EXERCISE TASK:
Copy out the records again, substituting "outline every instance" for every "box every occurrence" and leaving everything else unchanged.

RECORDS FOR THE TASK:
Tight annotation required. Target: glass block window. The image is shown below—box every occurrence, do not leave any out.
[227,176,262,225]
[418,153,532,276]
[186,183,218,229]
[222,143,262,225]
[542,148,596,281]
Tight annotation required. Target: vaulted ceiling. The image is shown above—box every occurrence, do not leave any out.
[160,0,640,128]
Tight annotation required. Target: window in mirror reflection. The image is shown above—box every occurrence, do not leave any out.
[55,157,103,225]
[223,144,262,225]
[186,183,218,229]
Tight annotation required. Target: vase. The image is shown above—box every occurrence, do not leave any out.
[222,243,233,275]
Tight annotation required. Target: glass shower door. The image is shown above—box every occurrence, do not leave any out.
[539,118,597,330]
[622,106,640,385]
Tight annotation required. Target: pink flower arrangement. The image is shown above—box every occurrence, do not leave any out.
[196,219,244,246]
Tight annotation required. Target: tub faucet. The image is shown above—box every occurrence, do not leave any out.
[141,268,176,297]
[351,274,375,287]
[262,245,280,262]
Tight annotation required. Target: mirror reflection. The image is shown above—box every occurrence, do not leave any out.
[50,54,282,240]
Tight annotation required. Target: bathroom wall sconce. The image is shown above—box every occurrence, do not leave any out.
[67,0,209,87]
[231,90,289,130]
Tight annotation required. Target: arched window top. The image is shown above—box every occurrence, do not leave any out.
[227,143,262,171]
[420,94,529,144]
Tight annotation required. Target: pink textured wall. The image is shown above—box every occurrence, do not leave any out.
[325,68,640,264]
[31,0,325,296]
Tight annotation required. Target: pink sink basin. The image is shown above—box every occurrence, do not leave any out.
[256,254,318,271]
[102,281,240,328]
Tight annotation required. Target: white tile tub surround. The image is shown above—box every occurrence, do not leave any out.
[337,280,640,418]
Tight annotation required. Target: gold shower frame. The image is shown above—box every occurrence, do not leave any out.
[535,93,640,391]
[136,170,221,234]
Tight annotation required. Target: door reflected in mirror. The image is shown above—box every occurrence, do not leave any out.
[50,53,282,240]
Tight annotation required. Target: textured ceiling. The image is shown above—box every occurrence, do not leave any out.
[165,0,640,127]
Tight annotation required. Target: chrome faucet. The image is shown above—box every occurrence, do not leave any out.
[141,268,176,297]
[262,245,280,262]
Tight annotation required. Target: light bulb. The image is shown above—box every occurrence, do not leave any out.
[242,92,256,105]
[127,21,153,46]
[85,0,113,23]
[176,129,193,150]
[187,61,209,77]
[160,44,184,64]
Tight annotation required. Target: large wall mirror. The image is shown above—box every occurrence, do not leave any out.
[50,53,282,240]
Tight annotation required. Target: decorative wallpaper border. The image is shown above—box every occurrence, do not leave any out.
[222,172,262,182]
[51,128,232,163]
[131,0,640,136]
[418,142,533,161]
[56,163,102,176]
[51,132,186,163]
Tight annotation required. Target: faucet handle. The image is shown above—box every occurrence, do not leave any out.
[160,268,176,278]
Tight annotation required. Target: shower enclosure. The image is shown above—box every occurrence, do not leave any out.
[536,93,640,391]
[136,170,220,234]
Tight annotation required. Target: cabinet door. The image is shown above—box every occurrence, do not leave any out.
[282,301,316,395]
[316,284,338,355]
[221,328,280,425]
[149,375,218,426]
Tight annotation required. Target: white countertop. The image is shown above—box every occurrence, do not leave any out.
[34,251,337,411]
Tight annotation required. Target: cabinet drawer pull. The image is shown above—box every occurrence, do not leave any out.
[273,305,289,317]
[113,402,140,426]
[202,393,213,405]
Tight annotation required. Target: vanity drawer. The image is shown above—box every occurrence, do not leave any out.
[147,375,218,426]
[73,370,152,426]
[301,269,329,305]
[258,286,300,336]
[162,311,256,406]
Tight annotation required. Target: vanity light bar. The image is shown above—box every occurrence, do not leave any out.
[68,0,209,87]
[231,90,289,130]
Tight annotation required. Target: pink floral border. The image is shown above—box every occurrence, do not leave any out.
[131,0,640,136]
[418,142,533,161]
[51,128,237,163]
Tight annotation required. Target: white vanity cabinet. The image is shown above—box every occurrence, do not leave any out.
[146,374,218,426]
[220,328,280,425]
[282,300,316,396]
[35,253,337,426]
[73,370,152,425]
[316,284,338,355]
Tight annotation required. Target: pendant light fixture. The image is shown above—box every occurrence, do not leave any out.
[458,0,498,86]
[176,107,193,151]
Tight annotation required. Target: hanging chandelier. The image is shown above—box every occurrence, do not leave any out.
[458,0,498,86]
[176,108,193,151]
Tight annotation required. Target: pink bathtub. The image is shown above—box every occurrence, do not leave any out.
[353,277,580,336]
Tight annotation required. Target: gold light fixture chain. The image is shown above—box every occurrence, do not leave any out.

THE REPLY:
Tight annotation required. Target: glass block window. The image is shown below—outline every instance, do not leave any out.
[227,176,262,225]
[418,153,532,276]
[186,183,218,229]
[222,143,262,225]
[542,148,596,281]
Tight annotation required. Target: vaulted ceiling. The image is shown above—outline every instance, do not leave any out.
[160,0,640,128]
Tight annotation required. Target: window in mirror reflection. The image is shown above—outline every instance, do not leave any out.
[55,157,103,225]
[223,144,262,225]
[186,183,218,229]
Tight annotation required. Target: vase. The image is shown above—outline every instance, do not leave any out.
[222,243,233,275]
Tight annotation required. Target: glass shower door. The image is shown above—outline every instance, do not leave any out.
[539,118,597,330]
[622,106,640,385]
Tight annotation required. Target: pink flower arrangement. The image is shown above—outline every instance, do not leave any out.
[196,219,244,246]
Tight annotation required. Target: tub faucet. The image is shown above—outline every instance, do not leave any out.
[141,268,176,297]
[351,274,375,287]
[262,245,280,262]
Tight annotation required. Target: mirror reflection. The image is shown above—outline every instance, do not leave any out.
[50,54,282,240]
Tight annotation required. Target: bathroom wall sconce. The image is shown above—outline every instance, do not leave any out.
[67,0,209,87]
[231,90,289,130]
Tight annotation required. Target: arched window top. The image is shown above—outline every instance, do not leave any out.
[227,143,262,171]
[420,94,529,144]
Tight annotation required. Target: pink textured wall. The image is shown above—outline every instance, do not leave any out.
[325,68,640,264]
[31,0,325,296]
Tight annotation required. Target: pink sink basin. The image is shown above—outline every instance, do not leave any out.
[256,254,318,271]
[102,281,240,328]
Tight annotation required. Target: white tile tub surround. The image is shown above—outline every instance, do not leave any out.
[337,280,640,418]
Tight annotation required. Target: gold shower frame. The image is shown above—outline every instance, do not leave any out.
[535,93,640,391]
[136,170,221,234]
Tight annotation required. Target: door reflected in mirror. The image is shown above—outline every instance, do not leave any out.
[50,53,282,240]
Tight annotation required. Target: textured ceiling. The image is shown above—outline every instance, do not leave any out.
[165,0,640,127]
Tight annotation required. Target: chrome faucet. The image is shown above—outline every instance, do not leave any out.
[141,268,176,297]
[262,245,280,262]
Tight annotation required. Target: light bulb. The image is shown above—outline every instance, do not leave any out.
[242,92,256,105]
[127,21,153,46]
[85,0,113,23]
[176,129,193,150]
[187,61,209,77]
[160,44,184,64]
Tight annotation required. Target: large wall mirror. The image is shown above—outline every instance, do not leave any out.
[50,53,282,240]
Tight annotation required. Target: decorative wallpaper border. The image is shown above—outline every instance, do not leave any out.
[222,172,262,182]
[51,128,232,163]
[131,0,640,136]
[418,142,533,161]
[56,163,102,176]
[51,132,186,163]
Tight annotation required. Target: faucet handle. The image is shown above—outline every instance, do not leave any out.
[160,268,176,278]
Tight annotation required. Target: shower enclosure. The image is shown above—outline every instance, do not leave any out.
[536,93,640,391]
[136,170,220,234]
Tight annotation required. Target: cabinet door. The image is shown above—outline every instance, do not leave any out.
[282,301,316,395]
[316,284,338,355]
[221,328,280,425]
[149,375,218,426]
Tight annotation required. Target: white countertop. The image is shown above—outline every instance, do not leave any out.
[34,251,337,411]
Tight annotation required. Target: cabinet drawer pull. The image is shown above—outline every instance, do not leave any out.
[273,305,289,317]
[113,402,140,426]
[202,393,213,405]
Tight annotation required. Target: vanity drawer. The image is shown above—outline every instance, do not leave any out.
[147,375,218,426]
[73,370,152,426]
[301,269,329,305]
[258,286,300,336]
[162,311,256,406]
Tight annotation required. Target: vanity light bar. The image is shown above—outline every instance, do not leave any out.
[68,0,209,87]
[231,90,289,130]
Tight annotation required. Target: pink floral border. The image is shown above—outline every instance, do not leave any out.
[131,0,640,136]
[418,142,533,161]
[51,128,237,163]
Tight annotation required. Target: white vanity cabinet. The image is shown above—outline every instance, do not leave any out.
[146,374,218,426]
[220,328,280,425]
[282,300,316,396]
[35,253,337,426]
[73,370,152,425]
[316,284,338,355]
Tight annotation required. Target: pendant light fixture. The image is shown above—outline every instance, do not leave any out.
[458,0,498,86]
[176,107,193,151]
Tight annotation required. Target: hanging chandelier. The image is shown above—outline every instance, do not leave any out.
[458,0,498,86]
[176,108,193,151]
Tight annotation required. Target: pink bathtub. The image is shown above—outline every instance, do not leave any out.
[353,277,580,336]
Tight annotation required. Target: gold light fixture chain. The image is shown above—outline every instance, do not leave any out.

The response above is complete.